WHAT THE TASK ASKS
Please pick out each line in the rows below that contains the word "roof" and copy those lines out.
■ ■ ■ ■ ■ ■ ■
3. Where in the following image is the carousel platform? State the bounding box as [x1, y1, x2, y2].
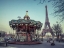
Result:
[9, 41, 42, 45]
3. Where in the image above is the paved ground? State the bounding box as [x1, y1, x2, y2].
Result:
[0, 41, 64, 48]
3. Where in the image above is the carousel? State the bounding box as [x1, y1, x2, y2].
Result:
[9, 11, 42, 44]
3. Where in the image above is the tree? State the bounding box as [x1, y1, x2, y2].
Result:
[34, 0, 64, 21]
[52, 22, 62, 40]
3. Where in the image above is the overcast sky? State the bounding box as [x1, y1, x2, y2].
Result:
[0, 0, 64, 32]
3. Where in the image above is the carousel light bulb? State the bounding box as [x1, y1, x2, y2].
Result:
[34, 25, 36, 26]
[20, 24, 21, 25]
[13, 24, 15, 25]
[25, 24, 28, 25]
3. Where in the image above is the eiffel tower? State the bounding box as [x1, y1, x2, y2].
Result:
[42, 5, 54, 36]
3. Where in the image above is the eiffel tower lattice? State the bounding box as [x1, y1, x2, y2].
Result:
[42, 5, 54, 36]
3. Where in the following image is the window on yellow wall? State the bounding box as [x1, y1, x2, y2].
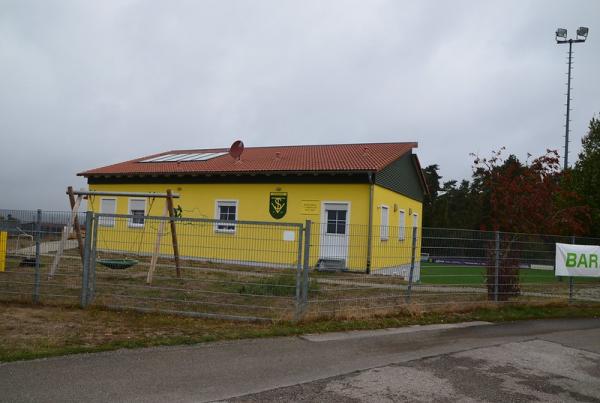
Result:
[379, 205, 390, 241]
[398, 210, 406, 241]
[215, 200, 237, 232]
[129, 199, 146, 227]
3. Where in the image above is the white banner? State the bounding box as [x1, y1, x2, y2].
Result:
[556, 243, 600, 277]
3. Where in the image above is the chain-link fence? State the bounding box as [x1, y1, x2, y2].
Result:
[0, 210, 600, 320]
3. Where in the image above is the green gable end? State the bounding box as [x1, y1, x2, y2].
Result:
[375, 154, 425, 202]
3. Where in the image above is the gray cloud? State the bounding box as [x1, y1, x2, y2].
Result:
[0, 0, 600, 209]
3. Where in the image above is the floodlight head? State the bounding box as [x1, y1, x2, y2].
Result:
[577, 27, 589, 40]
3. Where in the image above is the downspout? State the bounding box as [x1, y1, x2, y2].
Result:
[367, 172, 375, 274]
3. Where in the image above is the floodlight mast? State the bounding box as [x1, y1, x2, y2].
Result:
[556, 27, 589, 171]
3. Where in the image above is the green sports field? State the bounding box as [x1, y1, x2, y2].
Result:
[421, 262, 600, 285]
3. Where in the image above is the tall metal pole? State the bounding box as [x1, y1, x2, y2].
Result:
[556, 27, 589, 170]
[563, 39, 573, 170]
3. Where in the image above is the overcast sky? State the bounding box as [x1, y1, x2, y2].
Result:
[0, 0, 600, 210]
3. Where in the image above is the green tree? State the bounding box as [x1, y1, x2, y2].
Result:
[423, 164, 442, 227]
[572, 117, 600, 236]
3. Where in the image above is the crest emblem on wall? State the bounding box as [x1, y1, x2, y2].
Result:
[269, 192, 287, 220]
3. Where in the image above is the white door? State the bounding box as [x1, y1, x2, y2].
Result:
[320, 203, 350, 262]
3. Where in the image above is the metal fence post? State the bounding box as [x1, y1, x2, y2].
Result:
[80, 211, 94, 308]
[569, 235, 575, 302]
[85, 212, 100, 305]
[33, 209, 42, 304]
[494, 231, 500, 302]
[406, 227, 417, 304]
[302, 220, 312, 306]
[294, 226, 304, 320]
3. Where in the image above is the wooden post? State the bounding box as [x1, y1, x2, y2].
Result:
[167, 189, 181, 277]
[146, 204, 169, 284]
[67, 186, 89, 262]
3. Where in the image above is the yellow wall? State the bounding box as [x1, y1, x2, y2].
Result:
[88, 184, 422, 270]
[371, 185, 423, 270]
[88, 184, 369, 269]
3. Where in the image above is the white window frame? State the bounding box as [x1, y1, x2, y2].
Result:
[412, 213, 419, 228]
[215, 199, 240, 234]
[127, 197, 147, 228]
[98, 197, 117, 227]
[379, 204, 390, 241]
[398, 209, 406, 241]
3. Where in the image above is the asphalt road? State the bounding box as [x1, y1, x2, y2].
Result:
[0, 319, 600, 402]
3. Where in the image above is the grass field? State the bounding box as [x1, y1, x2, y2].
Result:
[421, 263, 600, 285]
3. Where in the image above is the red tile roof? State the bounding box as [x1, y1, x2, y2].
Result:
[77, 143, 417, 177]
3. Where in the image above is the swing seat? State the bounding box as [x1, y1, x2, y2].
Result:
[96, 259, 139, 270]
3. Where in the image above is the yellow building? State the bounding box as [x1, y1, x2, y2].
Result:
[78, 143, 427, 274]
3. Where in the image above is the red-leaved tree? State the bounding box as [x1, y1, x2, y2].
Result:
[473, 148, 589, 300]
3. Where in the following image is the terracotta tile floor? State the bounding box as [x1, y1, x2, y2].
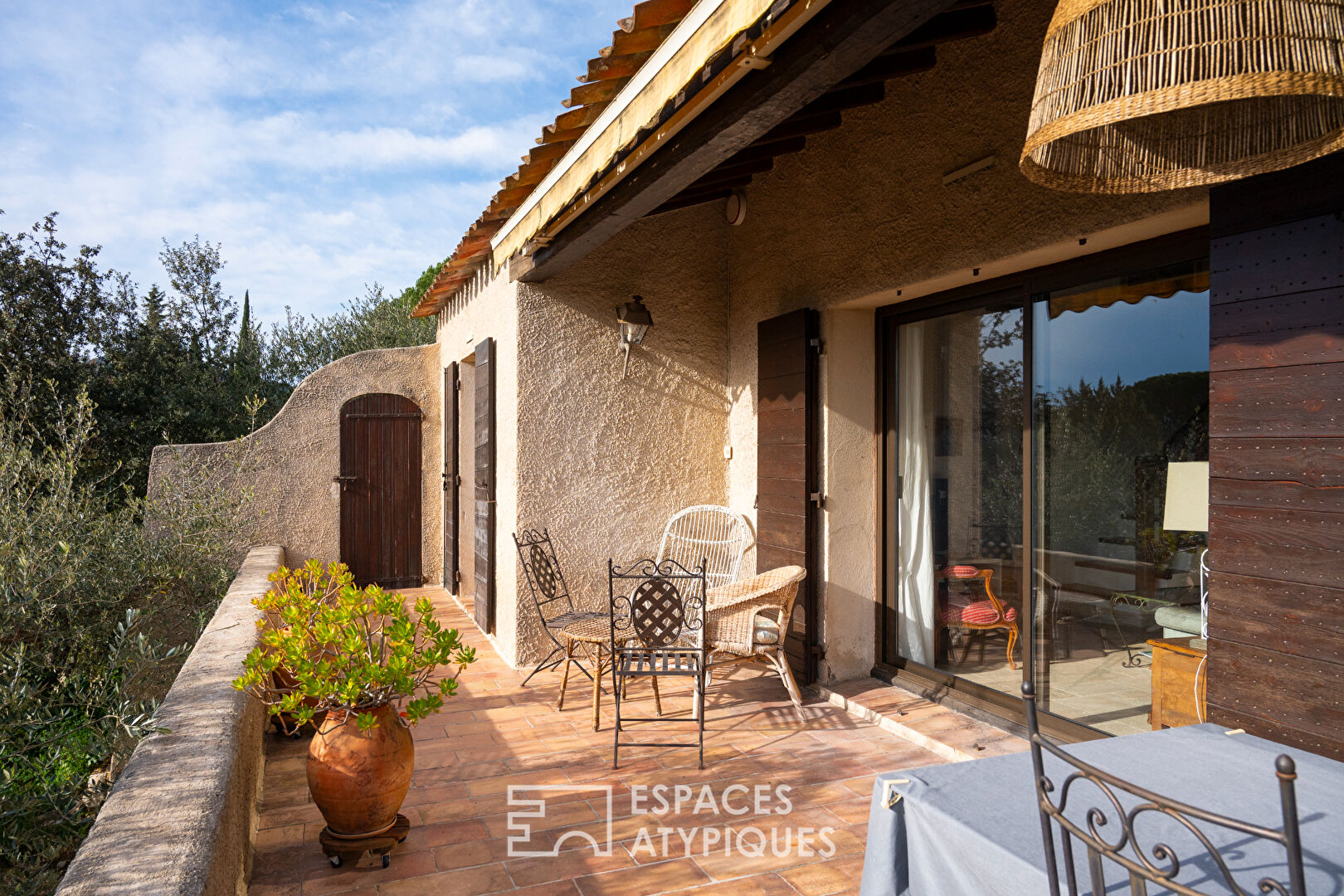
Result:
[250, 588, 943, 896]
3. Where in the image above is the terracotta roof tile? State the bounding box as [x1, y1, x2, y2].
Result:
[411, 0, 695, 317]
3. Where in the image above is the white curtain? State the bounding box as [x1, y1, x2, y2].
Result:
[897, 324, 937, 666]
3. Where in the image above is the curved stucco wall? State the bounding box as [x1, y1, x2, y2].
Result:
[149, 345, 444, 582]
[509, 206, 731, 660]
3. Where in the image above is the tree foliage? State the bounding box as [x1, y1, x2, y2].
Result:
[0, 380, 251, 894]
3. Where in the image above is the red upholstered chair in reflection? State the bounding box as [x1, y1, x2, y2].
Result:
[936, 566, 1017, 669]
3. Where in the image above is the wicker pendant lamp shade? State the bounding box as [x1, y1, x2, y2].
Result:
[1021, 0, 1344, 193]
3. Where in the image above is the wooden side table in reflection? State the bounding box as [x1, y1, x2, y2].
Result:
[1147, 638, 1208, 731]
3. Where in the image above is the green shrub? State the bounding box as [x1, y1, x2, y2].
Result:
[0, 382, 250, 894]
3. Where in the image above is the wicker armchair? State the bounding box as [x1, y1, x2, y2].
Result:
[704, 567, 808, 722]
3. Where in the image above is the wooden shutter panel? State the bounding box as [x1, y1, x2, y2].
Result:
[475, 338, 494, 631]
[757, 309, 820, 684]
[444, 362, 462, 594]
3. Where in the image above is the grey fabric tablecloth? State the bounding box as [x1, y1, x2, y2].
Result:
[860, 724, 1344, 896]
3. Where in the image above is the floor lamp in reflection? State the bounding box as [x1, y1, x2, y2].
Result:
[1162, 460, 1208, 650]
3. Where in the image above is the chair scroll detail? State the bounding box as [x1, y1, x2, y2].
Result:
[1021, 683, 1307, 896]
[606, 559, 706, 768]
[514, 529, 606, 685]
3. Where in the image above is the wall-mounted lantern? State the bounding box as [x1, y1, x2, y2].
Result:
[616, 295, 653, 379]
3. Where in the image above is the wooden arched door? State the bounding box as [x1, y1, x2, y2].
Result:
[336, 393, 423, 588]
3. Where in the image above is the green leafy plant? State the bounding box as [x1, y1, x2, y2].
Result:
[234, 560, 475, 731]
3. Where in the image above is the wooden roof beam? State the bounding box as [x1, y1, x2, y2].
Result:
[685, 158, 774, 192]
[840, 47, 938, 87]
[752, 111, 843, 146]
[802, 82, 887, 115]
[649, 187, 733, 215]
[713, 137, 808, 171]
[889, 5, 999, 52]
[520, 0, 953, 282]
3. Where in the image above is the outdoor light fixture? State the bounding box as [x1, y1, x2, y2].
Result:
[616, 295, 653, 379]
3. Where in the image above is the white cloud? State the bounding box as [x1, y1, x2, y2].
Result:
[0, 0, 631, 319]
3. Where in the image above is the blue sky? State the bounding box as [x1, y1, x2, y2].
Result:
[0, 0, 631, 321]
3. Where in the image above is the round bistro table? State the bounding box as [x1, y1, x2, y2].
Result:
[555, 616, 663, 731]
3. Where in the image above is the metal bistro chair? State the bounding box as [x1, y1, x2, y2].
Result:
[657, 504, 755, 588]
[514, 529, 606, 685]
[1021, 681, 1307, 896]
[606, 560, 706, 768]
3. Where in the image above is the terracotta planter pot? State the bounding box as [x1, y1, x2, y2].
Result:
[308, 705, 416, 837]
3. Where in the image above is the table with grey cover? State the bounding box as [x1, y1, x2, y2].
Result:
[860, 724, 1344, 896]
■ ■ ■ ■ ■ ■ ■
RESPONSE FOR THIS EXERCISE
3. Where in the image above is the red tile roof? State the bounding box as [x1, y1, x2, y2].
3. Where in the image above is the terracotta roof tile? State the bounding box as [x1, y1, x2, y2].
3. Where in the image above is the wooden roof beam? State the bounding box as [x1, y1, x2, y2].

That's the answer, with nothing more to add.